| Fuente |
++++++++

La educación de las mujeres en el siglo XIX,
por Carmen Guirado.
A principios de este siglo se seguía pensando en España que la mujer no debía saber ni leer ni escribir. La definición que se hacía de la mujer era la de buena esposa y buena madre y se le exigía que fuera honrada y virtuosa. Existía el objetivo de formar a la mujer pero para ello era necesaria tanto la educación como la instrucción. Era necesario hacer a la mujer buena e instruirla para que en caso de necesidad se bastara por sí misma.
Podemos decir que la enseñanza del siglo XIX, muy influenciada por la iglesia en todos los niveles, seguía contemplando a la mujer en un papel secundario. El prototipo era el de perfecta casada, reina del hogar, piadosa, buena madre y buena esposa. La mujer obedecía a un papel cohesionador dentro de la propia familia.
Rousseau decía en su obra “El Emilio” que la mujer debía “dar placer a los hombres, serles útiles, hacerse amar y honrar por ellos, criarlos de jóvenes, cuidarlos de mayores, aconsejarlos, consolarlos, hacerles agradable y dulce la vida”. Esta era la finalidad de la educación femenina en el hombre ilustrado y liberal.
A principios del siglo XIX, en España se comienza a desarrollar una política de control dirigida a establecer las bases de una nueva configuración social, en la que el trabajo doméstico gratuito de las mujeres se convertiría en una pieza clave para el desarrollo capitalista. Por ello, la inmensa mayoría de mujeres estaban destinadas a asumir este papel y la única educación que recibían era la que les proporcionaban sus madres.
Sin embargo, la incorporación de la mujer al sistema educativo era una forma de moldear en principios y valores cristianos al elemento cohesionador de la familia y el hogar. El acceso de la mujer a la educación no buscaba alterar la función social de la misma sino que buscaba alfabetizarla y adiestrarla en algunos quehaceres domésticos para el mejor funcionamiento del hogar y de la familia. Su educación seguía orientada a su misión en la vida. Por tanto, esta nueva fórmula de escuela pública de niñas no tenía otro objetivo que demostrar que los varones estaban mejor dotados para determinados papeles sociales.

++++++++

| Datos registrados |
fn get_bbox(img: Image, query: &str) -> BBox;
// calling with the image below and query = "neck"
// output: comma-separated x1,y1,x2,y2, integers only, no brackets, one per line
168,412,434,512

++++++++

| Tu objetivo |
¿Puedes convertir en una lista el párrafo del texto sobre la educación de las mujeres que empieza «Podemos decir que la enseñanza», sin perder sus datos principales? El listado no hace falta para resolver esta tarea.

| Resultado del ejercicio |
- La enseñanza del siglo XIX estaba muy influida por la Iglesia en todos los niveles.
- Seguía viendo a la mujer en un papel secundario.
- El modelo era el de perfecta casada, reina del hogar, piadosa, buena madre y buena esposa.
- La mujer cumplía una función cohesionadora dentro de la familia.